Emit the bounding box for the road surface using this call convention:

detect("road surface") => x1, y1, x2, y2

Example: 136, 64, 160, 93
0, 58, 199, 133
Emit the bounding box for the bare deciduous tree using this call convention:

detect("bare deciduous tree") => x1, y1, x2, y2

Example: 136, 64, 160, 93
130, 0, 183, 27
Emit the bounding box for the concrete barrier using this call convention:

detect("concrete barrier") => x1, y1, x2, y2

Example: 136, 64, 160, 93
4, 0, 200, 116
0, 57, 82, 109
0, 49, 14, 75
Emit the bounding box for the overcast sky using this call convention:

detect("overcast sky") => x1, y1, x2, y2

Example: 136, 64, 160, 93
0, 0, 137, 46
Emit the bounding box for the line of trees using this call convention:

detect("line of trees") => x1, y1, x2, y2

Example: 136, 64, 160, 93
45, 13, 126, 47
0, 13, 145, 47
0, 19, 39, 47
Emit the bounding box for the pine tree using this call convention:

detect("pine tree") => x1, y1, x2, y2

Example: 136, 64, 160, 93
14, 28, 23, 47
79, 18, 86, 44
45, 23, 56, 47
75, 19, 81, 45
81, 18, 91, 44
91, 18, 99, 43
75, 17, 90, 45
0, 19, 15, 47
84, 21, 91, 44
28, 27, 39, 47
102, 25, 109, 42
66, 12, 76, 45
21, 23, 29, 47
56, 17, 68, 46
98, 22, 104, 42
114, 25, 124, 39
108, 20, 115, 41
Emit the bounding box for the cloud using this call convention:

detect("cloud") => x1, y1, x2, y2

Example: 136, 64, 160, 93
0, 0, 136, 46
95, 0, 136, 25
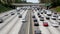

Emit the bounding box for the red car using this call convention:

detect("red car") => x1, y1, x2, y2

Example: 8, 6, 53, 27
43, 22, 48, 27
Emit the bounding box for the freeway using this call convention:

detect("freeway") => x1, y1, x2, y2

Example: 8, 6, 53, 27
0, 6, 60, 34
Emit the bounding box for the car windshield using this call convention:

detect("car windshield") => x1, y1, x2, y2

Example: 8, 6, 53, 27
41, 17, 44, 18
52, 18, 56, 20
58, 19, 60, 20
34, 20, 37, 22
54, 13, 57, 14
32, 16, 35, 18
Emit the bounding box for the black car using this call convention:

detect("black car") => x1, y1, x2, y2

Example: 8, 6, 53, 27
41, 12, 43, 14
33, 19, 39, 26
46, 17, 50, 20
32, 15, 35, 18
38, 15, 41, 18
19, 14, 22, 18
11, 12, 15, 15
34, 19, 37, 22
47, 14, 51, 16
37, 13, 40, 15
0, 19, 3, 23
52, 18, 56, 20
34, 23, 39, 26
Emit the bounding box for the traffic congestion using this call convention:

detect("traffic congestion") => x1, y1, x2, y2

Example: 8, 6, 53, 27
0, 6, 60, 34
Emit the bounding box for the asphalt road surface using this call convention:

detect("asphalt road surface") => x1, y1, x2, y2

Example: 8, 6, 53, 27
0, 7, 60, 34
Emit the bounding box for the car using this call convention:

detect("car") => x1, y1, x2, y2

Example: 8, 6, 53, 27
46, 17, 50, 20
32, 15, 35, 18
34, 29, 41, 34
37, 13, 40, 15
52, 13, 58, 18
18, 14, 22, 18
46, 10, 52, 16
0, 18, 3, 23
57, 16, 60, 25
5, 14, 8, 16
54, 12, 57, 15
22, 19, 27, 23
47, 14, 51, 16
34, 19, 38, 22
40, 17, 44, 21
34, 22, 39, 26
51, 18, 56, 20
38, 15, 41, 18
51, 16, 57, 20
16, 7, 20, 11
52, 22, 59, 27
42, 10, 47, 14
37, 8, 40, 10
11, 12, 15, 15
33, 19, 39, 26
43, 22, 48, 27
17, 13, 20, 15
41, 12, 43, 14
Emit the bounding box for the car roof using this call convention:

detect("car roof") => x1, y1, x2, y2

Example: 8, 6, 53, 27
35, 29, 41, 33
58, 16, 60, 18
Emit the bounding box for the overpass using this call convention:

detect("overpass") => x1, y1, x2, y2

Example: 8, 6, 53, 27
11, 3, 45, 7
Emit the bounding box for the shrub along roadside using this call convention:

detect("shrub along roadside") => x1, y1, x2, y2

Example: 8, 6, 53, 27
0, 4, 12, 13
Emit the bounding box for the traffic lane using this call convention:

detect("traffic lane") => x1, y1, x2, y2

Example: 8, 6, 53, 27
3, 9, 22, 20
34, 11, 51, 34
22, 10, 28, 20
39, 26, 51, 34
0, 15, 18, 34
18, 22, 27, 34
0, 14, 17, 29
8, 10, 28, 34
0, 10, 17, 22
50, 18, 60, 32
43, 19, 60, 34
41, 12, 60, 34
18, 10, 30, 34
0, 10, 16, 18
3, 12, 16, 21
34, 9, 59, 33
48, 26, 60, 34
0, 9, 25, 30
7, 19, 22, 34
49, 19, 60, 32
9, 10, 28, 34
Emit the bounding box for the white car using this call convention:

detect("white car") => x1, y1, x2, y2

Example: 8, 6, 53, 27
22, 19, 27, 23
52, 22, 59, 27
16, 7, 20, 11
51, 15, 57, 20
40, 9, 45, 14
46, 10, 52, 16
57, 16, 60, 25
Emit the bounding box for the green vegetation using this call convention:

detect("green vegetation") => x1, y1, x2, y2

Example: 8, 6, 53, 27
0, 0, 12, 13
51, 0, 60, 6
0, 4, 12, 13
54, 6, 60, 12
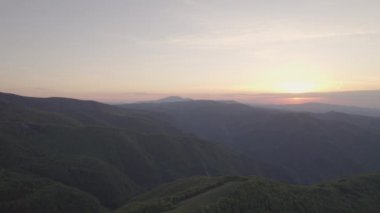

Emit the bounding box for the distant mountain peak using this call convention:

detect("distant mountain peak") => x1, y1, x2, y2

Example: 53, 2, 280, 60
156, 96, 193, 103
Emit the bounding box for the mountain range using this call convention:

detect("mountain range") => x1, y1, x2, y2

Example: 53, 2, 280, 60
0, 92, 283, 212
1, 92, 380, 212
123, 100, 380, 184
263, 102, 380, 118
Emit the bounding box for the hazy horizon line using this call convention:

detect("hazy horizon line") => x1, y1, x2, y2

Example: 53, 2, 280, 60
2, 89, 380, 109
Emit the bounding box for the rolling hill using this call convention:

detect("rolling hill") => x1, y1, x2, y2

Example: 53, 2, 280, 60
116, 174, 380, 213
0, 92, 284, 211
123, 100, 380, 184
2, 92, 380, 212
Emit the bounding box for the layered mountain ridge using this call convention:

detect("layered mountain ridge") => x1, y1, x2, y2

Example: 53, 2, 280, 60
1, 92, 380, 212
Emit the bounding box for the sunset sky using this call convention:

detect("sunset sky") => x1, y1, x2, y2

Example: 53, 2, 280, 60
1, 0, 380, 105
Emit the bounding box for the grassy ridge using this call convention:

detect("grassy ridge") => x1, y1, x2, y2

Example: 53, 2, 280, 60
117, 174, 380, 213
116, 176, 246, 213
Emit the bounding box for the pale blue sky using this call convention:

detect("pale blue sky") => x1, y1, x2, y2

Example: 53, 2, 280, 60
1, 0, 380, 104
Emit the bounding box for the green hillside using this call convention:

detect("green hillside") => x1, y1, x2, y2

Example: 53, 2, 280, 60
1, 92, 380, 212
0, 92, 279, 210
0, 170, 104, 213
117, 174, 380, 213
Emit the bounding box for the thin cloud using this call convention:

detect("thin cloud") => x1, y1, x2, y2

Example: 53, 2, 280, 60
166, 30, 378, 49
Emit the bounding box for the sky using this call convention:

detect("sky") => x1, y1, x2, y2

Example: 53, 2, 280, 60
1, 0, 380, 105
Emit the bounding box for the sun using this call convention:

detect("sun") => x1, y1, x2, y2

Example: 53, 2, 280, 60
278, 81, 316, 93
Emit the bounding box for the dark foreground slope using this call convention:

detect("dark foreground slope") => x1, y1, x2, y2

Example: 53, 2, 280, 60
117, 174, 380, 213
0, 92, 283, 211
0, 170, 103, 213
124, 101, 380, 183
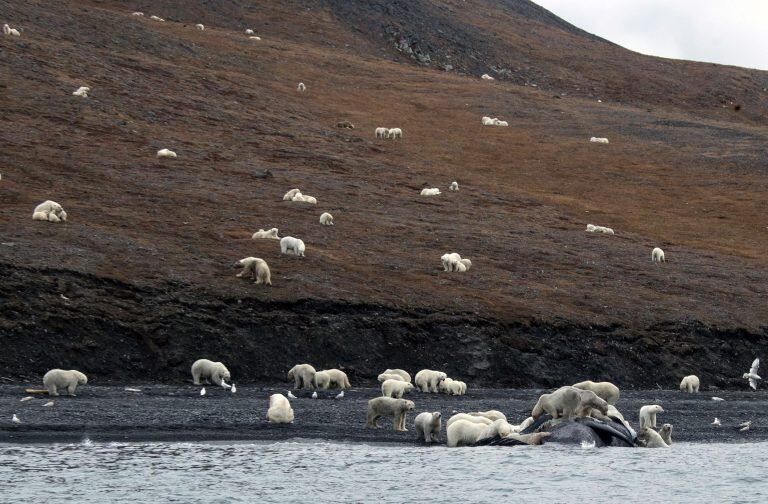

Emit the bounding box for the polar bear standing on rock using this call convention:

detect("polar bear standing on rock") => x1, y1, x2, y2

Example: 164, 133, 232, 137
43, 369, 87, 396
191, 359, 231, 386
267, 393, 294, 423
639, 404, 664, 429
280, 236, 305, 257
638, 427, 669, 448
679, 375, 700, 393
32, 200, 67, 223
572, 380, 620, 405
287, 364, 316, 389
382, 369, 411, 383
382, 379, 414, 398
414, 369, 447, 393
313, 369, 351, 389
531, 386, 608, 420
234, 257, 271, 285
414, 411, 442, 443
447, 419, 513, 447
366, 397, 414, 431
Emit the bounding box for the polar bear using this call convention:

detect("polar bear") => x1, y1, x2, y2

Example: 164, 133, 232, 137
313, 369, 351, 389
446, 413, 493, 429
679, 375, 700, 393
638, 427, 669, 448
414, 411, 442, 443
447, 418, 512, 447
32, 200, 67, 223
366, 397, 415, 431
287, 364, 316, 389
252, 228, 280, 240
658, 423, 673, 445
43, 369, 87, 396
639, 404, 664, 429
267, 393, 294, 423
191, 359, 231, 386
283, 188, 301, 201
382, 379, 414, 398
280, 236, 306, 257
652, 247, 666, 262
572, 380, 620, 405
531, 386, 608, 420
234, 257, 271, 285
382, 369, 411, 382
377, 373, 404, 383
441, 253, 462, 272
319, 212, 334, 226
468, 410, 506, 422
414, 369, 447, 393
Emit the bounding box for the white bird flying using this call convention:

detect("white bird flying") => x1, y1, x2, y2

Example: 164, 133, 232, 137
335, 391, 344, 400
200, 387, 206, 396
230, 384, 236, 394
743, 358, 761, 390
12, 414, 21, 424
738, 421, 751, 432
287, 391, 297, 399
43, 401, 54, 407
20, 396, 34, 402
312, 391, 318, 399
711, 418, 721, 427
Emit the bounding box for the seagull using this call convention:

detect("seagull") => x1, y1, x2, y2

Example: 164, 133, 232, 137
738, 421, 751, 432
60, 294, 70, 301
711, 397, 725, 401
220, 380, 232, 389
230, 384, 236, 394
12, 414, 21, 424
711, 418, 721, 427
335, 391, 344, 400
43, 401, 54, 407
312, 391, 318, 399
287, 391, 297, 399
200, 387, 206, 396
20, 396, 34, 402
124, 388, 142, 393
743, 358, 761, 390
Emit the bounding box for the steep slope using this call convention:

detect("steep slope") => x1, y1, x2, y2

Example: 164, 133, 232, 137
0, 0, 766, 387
* * *
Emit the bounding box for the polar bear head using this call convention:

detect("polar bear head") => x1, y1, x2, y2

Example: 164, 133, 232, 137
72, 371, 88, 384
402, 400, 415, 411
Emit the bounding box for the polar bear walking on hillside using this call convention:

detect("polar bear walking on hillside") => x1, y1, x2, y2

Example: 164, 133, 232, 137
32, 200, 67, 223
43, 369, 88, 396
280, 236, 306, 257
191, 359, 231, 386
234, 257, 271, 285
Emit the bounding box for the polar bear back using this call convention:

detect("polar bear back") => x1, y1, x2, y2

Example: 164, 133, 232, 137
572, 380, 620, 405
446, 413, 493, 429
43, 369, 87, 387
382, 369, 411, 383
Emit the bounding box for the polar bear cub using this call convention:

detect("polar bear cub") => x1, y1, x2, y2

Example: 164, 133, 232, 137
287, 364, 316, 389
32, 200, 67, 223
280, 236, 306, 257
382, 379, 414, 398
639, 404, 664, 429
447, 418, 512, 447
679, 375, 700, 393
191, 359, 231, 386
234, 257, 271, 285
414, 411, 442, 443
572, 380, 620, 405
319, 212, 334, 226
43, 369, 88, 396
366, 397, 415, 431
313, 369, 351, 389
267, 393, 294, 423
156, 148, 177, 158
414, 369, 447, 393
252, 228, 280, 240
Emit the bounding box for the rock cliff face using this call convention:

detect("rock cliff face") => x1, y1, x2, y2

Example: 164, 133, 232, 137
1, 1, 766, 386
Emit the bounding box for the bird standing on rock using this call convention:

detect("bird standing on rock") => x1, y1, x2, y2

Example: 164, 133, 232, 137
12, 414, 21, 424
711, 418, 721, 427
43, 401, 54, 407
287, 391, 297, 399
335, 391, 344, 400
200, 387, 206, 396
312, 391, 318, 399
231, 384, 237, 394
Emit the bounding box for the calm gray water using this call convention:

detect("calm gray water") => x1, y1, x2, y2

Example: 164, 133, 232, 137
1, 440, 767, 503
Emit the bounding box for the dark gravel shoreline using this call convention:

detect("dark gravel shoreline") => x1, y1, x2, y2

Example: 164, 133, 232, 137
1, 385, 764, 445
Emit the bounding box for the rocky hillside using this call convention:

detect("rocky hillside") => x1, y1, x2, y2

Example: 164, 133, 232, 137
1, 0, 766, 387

How to complete this task
From the entries, copy every line in which the string "rolling" can be found.

Result of this exercise
Emit the bounding box for the rolling hill using this call convention:
detect("rolling hill") => x1, y1, x2, y2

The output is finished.